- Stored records

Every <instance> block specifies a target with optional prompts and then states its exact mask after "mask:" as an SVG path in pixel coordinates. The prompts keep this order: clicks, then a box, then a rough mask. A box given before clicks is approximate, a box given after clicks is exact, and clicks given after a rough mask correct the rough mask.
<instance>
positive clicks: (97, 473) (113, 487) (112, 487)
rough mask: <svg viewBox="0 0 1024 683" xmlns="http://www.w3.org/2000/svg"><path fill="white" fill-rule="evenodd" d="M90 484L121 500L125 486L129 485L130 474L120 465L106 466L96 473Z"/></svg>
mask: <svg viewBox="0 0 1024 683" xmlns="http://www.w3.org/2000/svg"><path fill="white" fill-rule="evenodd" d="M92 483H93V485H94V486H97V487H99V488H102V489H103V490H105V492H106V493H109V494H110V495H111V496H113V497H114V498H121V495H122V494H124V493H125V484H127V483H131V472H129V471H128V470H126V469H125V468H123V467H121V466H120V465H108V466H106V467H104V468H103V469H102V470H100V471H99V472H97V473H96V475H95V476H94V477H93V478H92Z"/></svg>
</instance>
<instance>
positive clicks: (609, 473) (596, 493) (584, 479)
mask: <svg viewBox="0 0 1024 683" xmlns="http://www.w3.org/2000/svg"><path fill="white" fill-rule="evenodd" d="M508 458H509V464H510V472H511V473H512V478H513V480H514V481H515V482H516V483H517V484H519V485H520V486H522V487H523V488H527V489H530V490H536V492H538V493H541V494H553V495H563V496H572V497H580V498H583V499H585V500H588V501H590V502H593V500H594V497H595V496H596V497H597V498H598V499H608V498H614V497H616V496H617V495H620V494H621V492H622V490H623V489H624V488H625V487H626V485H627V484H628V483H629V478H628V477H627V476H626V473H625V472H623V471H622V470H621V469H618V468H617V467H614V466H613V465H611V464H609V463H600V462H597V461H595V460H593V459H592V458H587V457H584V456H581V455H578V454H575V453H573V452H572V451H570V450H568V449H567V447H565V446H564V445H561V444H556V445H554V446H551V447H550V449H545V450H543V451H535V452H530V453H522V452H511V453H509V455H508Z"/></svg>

- Task goal
Express every line of the items above as a JSON list of strings, one string per line, with blank lines omitted.

- Answer section
[
  "Every <instance> block specifies a target with optional prompts and then states its exact mask after \"mask:\" as an SVG path in pixel coordinates. The prompts keep this order: clicks, then a box, then a rough mask. A box given before clicks is approximate, a box given after clicks is exact, and clicks given after a rough mask correct the rough mask.",
  "<instance>",
  "positive clicks: (97, 473) (113, 487) (112, 487)",
  "rough mask: <svg viewBox=\"0 0 1024 683\" xmlns=\"http://www.w3.org/2000/svg\"><path fill=\"white\" fill-rule=\"evenodd\" d=\"M90 484L121 500L125 486L129 485L130 474L120 465L106 466L96 473Z\"/></svg>",
  "mask: <svg viewBox=\"0 0 1024 683\" xmlns=\"http://www.w3.org/2000/svg\"><path fill=\"white\" fill-rule=\"evenodd\" d=\"M92 483H93V485H94V486H97V487H99V488H102V489H103V490H105V492H106V493H109V494H110V495H111V496H113V497H114V498H121V495H122V494H124V493H125V484H127V483H131V472H129V471H128V470H126V469H125V468H123V467H121V466H120V465H108V466H106V467H104V468H103V469H102V470H100V471H99V472H97V473H96V475H95V476H94V477H93V478H92Z\"/></svg>",
  "</instance>",
  "<instance>",
  "positive clicks: (609, 473) (596, 493) (584, 479)",
  "mask: <svg viewBox=\"0 0 1024 683\" xmlns=\"http://www.w3.org/2000/svg\"><path fill=\"white\" fill-rule=\"evenodd\" d=\"M508 458H509V464H510V472H511V473H512V478H513V480H514V481H515V482H516V483H517V484H519V485H520V486H522V487H523V488H527V489H530V490H536V492H538V493H541V494H553V495H563V496H572V497H580V498H583V499H585V500H588V501H590V502H593V500H594V497H595V496H596V497H597V498H598V499H608V498H614V497H616V496H617V495H620V494H621V492H622V490H623V489H624V488H625V487H626V485H627V484H628V483H629V478H628V477H627V476H626V473H625V472H623V471H622V470H621V469H618V468H617V467H614V466H613V465H611V464H609V463H600V462H597V461H595V460H593V459H592V458H587V457H584V456H581V455H578V454H575V453H573V452H572V451H570V450H568V449H567V447H565V446H564V445H561V444H556V445H554V446H551V447H550V449H545V450H543V451H535V452H530V453H522V452H511V453H509V455H508Z\"/></svg>"
]